Named-object pointing lines
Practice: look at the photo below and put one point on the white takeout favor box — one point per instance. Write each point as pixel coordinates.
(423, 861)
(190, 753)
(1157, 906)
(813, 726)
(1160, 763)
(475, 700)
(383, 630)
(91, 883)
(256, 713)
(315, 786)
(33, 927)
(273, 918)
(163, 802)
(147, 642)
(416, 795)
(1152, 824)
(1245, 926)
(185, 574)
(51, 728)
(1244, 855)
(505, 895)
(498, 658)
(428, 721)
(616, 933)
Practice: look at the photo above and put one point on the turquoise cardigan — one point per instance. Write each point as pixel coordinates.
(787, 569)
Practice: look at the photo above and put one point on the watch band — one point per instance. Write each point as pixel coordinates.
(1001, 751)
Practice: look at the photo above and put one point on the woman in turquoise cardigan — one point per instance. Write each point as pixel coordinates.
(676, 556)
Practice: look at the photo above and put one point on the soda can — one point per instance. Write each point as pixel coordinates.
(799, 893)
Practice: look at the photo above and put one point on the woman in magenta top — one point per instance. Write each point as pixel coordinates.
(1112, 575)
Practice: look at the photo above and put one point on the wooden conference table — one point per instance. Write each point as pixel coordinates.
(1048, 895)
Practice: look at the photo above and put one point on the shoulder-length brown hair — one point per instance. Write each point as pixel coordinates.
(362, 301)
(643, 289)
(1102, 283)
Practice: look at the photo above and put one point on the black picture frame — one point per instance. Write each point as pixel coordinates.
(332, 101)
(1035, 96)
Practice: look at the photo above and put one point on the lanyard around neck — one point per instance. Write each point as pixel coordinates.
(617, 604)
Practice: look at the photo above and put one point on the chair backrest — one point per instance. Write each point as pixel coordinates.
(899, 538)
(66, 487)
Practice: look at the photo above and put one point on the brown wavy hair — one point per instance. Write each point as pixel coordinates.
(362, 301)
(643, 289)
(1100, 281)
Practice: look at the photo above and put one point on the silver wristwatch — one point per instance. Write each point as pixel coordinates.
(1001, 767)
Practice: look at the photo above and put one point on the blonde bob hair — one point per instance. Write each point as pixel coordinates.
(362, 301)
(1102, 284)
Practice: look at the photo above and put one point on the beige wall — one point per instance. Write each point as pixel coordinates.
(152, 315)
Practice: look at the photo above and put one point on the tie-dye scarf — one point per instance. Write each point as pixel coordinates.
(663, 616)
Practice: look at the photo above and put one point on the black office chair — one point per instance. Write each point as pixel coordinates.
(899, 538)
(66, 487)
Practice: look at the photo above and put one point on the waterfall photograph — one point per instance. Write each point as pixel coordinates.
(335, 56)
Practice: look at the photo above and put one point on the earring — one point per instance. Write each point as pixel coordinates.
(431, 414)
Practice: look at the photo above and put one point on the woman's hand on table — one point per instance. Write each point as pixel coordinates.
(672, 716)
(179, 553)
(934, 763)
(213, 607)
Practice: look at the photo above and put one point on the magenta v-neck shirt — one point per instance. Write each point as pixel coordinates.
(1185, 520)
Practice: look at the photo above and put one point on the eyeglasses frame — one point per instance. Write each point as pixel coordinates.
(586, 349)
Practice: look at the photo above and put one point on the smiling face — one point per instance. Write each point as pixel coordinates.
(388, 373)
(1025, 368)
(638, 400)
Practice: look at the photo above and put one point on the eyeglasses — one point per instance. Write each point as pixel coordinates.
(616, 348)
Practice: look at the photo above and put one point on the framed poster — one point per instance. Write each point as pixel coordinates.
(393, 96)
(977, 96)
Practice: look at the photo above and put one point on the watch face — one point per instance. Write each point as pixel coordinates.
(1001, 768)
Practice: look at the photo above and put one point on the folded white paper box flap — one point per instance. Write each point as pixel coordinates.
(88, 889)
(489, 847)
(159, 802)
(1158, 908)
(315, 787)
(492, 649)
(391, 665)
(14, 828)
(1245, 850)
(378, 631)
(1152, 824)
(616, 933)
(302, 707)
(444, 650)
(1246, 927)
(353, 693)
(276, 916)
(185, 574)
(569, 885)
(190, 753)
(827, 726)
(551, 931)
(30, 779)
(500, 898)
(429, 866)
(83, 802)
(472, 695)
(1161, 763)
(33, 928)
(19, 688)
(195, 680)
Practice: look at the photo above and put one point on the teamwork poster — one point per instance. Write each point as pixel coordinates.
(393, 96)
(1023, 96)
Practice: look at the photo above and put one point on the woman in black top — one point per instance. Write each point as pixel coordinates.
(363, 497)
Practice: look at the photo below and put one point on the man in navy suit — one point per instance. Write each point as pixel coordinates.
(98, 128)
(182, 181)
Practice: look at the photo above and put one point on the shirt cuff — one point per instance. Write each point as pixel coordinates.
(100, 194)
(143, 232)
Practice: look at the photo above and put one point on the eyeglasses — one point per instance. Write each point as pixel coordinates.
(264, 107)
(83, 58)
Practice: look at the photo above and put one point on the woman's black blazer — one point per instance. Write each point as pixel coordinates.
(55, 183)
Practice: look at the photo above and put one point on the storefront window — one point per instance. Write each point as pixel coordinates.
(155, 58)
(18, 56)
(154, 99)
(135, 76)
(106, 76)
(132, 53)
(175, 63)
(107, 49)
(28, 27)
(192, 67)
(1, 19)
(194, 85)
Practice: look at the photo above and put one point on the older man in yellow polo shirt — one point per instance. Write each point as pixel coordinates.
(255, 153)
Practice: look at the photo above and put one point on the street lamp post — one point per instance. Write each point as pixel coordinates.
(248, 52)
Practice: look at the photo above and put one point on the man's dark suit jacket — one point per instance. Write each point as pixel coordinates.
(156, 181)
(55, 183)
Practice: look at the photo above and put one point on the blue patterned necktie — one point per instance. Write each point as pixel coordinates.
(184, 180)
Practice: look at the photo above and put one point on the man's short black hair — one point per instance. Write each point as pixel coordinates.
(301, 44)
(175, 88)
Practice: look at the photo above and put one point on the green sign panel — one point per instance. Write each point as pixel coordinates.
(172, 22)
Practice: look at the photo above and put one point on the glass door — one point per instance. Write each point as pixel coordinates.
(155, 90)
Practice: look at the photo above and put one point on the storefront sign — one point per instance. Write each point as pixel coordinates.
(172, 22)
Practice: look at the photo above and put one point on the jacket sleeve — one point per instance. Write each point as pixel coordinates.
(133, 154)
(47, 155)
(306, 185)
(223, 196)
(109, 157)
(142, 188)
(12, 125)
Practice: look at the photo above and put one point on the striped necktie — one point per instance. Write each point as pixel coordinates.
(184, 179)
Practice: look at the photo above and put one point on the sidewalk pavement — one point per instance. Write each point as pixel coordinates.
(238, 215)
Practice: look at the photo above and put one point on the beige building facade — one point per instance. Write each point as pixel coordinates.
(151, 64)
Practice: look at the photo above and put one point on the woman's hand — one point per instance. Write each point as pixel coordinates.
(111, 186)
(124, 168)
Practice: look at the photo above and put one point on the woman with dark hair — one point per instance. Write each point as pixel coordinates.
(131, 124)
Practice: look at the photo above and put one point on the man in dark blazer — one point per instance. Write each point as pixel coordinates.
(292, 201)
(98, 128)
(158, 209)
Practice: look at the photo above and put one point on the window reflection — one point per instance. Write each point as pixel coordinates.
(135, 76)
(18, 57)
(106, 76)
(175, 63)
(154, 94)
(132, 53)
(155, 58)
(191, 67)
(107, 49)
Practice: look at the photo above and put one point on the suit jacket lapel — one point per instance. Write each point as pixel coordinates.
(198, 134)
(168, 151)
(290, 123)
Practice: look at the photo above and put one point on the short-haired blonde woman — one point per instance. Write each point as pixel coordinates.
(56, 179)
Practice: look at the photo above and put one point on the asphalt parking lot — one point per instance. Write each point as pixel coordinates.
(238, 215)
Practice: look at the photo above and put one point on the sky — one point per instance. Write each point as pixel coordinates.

Stated problem: Add 137 to every number in the coordinates and write the lines out again, requests included. Begin at the first line and stop after the line that contains "(1245, 926)".

Written answer:
Practice: look at the photo below and put one point on the white takeout favor box — one point per instance. Write each point as pixel coordinates.
(560, 998)
(327, 890)
(1294, 1043)
(950, 863)
(1297, 900)
(612, 837)
(520, 767)
(228, 1020)
(393, 850)
(452, 923)
(170, 1064)
(410, 1055)
(300, 939)
(284, 779)
(553, 932)
(1289, 961)
(1382, 1063)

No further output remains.